Attività da svolgere
1: Rispondi alle seguenti domande sul brano sul camminare.
(a) Nella citazione di Frédéric Gros, quali sono gli "antichi segni della nostra permanenza all'inferno"?
(b) Come va considerato il ritorno, secondo il passo che comincia con "Non si tratta di andare a comprare il pane"?
(c) Quanto è destinata a durare l'azione che si intraprende "quando lo zaino è compiuto"?
2: Prosegui il brano sul camminare dopo la sua ultima frase.

Brano di testo
►

Quando si cammina da molto tempo , arriva un momento in cui non si sa più bene quante ore sono già trascorse, né quante ancora ce ne vorranno per arrivare alla meta, si sente sulle spalle il peso dello stretto necessario, ci si dice che basta e avanza – non occorre poi molto per tenersi in vita –, e si sente che si potrebbe continuare così per giorni, per secoli (…) E ci si sente liberi perché, non appena si richiamano alla mente gli antichi segni della nostra permanenza all’inferno – nome, età, professione, curriculum –, tutto, ma proprio tutto, appare irrisorio, minuscolo, inconsistente. Frédéric Gros
Cammino e dimentico. Mentre ricordo. Mentre fantastico. Dimentico. Cammino e (non) so più chi sono. So e non so, a dire il vero. Chi sono? Il mio nome? La mia identità? La mia professione? O non, piuttosto, la mia progressione, le mie disfatte, i miei silenzi? Cammino. Mi viene facile di dire chi sono senza esserne più tanto convinto. Lo dico a chi ho accanto. Che importa dire: salve, mi chiamo, faccio? A patto di camminare senza scopo; meglio, col solo scopo di camminare, conta maggiormente dire altro: sono qui perché sono qui, a cercare quel che non troverò, a ricordare, forse a dimenticare la ragione vera per cui sono partito.
Non si tratta di andare a comprare il pane. Si tratta di andare e non pensare neppure al ritorno. Anzi, di considerare il ritorno come un’evenienza disturbante – comunque remota.
Quando lo zaino è compiuto si tratta soltanto di intraprendere un’azione destinata a durare giorni, settimane, forse mesi; e ci si sorprende a pensare: magari fossero anni, però col vigore odierno.

◄

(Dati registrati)
►

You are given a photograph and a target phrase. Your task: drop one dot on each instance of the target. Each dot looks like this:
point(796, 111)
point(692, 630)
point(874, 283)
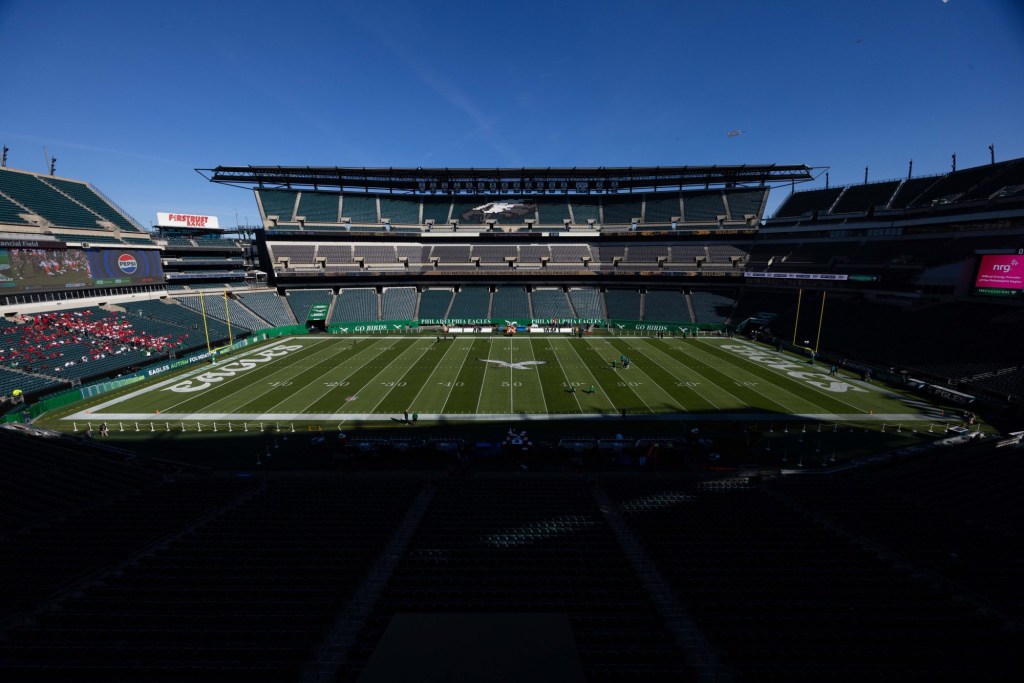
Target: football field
point(331, 380)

◄

Risposte ai quesiti
1:
(a) Nome, età, professione e curriculum.
(b) Come un'evenienza disturbante, comunque remota.
(c) Giorni, settimane, forse mesi.

2:
Si è quel che si è volta per volta e per chiunque: si può millantare tanto tutto è vero: vesciche, sudore, tristezza, gaiezza, fame, sete, voglie inconsulte e incomode. Con un tratto di irresponsabilità, ma di maggiore attenzione, si attraversa il mondo. Si va oltre ogni indugio, ad ogni bivio; eppure si è davvero attenti ad ogni piega del paesaggio, ad ogni occhio incontrato, ad ogni segno proprio (del corpo, della mente), ad ogni evenienza.
Camminare significa non essere più gli stessi. Quelli abituali: conteggiati, contattati, previsti, visti, rivisti.
Si va. Paese dopo paese. Città dopo città. Pianura dopo collina. Si va. Nessuna possibilità di ritornare sui propri passi. Ammesso che ve ne sia una, di possibilità, perfino nel recinto delle misure quotidiane.
Non un saluto meccanico al solito barista, al solito vicino di casa, al solito conoscente. Nessun solito tragitto.
Ci viene fatto un complimento: inatteso. Ci viene mossa una critica: immeritata. Tutto come ogni giorno della vita da stanziali, ma tutto fortemente dichiarato, colorito, duro.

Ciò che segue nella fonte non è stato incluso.